_Your task_. Please identify every line in the items below that contains the word "weathered" and copy each of those lines.

_Dataset excerpts_.

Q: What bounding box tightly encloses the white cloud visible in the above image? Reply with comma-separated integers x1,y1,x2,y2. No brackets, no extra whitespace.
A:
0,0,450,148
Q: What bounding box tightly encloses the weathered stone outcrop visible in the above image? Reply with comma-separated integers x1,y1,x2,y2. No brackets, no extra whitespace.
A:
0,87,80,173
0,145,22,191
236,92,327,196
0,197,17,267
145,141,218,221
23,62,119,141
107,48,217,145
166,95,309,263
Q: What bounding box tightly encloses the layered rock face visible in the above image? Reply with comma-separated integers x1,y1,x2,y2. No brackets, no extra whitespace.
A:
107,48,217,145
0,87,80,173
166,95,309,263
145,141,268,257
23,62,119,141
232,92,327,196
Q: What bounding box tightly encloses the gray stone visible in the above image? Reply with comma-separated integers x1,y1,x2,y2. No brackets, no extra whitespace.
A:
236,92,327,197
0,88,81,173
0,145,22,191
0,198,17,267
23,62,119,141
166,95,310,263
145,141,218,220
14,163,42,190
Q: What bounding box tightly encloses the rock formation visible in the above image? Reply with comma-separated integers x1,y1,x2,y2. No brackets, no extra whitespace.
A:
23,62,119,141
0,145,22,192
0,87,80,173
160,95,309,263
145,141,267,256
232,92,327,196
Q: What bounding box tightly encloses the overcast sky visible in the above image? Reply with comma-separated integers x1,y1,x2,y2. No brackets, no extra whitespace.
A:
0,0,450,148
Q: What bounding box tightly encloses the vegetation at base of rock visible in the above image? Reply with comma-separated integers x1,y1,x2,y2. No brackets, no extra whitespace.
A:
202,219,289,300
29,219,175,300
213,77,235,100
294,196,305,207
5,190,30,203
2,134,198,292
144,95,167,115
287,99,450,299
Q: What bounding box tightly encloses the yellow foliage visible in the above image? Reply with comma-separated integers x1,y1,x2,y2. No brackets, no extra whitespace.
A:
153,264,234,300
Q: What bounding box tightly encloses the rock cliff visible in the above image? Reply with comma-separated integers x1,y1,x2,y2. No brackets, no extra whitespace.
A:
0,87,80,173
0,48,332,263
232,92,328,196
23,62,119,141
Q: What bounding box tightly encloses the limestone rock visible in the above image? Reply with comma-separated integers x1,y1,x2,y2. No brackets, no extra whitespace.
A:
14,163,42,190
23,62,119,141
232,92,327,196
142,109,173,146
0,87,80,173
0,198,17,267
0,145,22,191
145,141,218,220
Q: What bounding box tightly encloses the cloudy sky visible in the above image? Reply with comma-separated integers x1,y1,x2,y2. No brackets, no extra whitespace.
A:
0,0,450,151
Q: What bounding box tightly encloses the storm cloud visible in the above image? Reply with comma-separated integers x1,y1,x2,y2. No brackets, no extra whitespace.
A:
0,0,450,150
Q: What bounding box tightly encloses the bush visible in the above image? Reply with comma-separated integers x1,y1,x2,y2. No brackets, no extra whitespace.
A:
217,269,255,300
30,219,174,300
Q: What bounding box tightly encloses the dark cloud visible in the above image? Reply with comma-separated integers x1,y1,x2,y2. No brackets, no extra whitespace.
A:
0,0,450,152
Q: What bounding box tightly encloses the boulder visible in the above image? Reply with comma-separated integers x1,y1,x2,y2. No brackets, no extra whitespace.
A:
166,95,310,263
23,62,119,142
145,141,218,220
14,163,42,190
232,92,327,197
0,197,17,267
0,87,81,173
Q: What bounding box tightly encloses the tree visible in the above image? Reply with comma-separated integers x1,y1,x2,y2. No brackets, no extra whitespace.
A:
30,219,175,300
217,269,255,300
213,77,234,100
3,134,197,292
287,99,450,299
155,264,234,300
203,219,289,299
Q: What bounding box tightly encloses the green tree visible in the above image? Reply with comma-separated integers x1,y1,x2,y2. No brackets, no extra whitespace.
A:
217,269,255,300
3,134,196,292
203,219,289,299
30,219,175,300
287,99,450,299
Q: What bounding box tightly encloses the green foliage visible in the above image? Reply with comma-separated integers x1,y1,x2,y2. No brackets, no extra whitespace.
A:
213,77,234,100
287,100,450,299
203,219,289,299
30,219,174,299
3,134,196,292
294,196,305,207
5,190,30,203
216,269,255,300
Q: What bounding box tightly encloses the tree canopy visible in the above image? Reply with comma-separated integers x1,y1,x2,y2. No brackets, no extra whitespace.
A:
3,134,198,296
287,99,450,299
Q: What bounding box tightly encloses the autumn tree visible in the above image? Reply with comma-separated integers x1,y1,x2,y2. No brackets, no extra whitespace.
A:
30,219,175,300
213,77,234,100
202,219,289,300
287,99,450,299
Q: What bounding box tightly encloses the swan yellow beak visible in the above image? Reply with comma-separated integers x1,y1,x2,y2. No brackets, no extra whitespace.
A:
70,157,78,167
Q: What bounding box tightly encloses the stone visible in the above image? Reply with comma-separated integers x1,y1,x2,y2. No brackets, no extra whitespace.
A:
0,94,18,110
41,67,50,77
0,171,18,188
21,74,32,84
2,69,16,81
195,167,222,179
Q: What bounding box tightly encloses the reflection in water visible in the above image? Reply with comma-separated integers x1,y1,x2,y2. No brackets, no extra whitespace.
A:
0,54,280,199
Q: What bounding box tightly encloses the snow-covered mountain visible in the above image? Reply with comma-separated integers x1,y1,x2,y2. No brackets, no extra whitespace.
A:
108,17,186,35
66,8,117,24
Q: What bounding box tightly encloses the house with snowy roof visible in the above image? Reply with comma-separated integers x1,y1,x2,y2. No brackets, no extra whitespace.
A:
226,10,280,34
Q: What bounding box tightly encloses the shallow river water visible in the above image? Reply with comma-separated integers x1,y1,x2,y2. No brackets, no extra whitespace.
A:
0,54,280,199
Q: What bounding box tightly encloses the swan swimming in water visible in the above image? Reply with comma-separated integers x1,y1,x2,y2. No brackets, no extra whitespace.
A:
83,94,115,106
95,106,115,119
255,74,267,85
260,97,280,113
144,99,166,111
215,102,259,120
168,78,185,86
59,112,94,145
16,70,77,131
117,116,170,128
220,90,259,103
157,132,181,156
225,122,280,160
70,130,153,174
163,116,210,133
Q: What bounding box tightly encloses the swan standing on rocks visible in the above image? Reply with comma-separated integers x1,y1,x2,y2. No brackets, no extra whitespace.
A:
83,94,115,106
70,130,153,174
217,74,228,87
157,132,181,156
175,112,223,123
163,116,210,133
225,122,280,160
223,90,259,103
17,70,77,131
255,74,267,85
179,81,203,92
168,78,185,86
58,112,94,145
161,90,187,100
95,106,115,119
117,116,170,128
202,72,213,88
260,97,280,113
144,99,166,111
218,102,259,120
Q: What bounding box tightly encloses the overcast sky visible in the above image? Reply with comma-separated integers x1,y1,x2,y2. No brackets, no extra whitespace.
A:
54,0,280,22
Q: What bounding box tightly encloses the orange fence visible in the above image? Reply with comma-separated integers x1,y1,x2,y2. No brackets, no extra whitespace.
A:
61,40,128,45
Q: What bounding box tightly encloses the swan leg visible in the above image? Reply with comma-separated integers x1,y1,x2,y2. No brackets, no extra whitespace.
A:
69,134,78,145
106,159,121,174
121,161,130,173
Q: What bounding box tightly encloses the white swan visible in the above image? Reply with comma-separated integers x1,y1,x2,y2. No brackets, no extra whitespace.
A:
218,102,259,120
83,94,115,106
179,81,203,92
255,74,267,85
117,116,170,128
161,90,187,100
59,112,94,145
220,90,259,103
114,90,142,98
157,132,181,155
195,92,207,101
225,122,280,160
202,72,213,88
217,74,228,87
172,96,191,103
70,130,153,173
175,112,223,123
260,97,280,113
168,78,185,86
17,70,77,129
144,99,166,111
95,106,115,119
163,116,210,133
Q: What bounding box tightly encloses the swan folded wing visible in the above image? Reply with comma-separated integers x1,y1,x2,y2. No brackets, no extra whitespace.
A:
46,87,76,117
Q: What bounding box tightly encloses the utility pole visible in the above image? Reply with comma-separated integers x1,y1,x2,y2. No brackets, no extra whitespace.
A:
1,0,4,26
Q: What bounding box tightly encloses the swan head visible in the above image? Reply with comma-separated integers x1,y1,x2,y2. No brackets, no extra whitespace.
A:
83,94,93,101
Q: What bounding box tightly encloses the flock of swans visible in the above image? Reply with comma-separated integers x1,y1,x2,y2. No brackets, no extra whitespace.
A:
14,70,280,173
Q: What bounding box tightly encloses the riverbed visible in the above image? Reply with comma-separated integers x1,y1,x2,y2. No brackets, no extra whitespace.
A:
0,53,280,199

_Final result_.
Q: What bounding box tightly encloses the weathered stone outcrop visible in the above image? Reply with comma-separated integers x1,y1,x2,y2. No brackets, no extra whitespace.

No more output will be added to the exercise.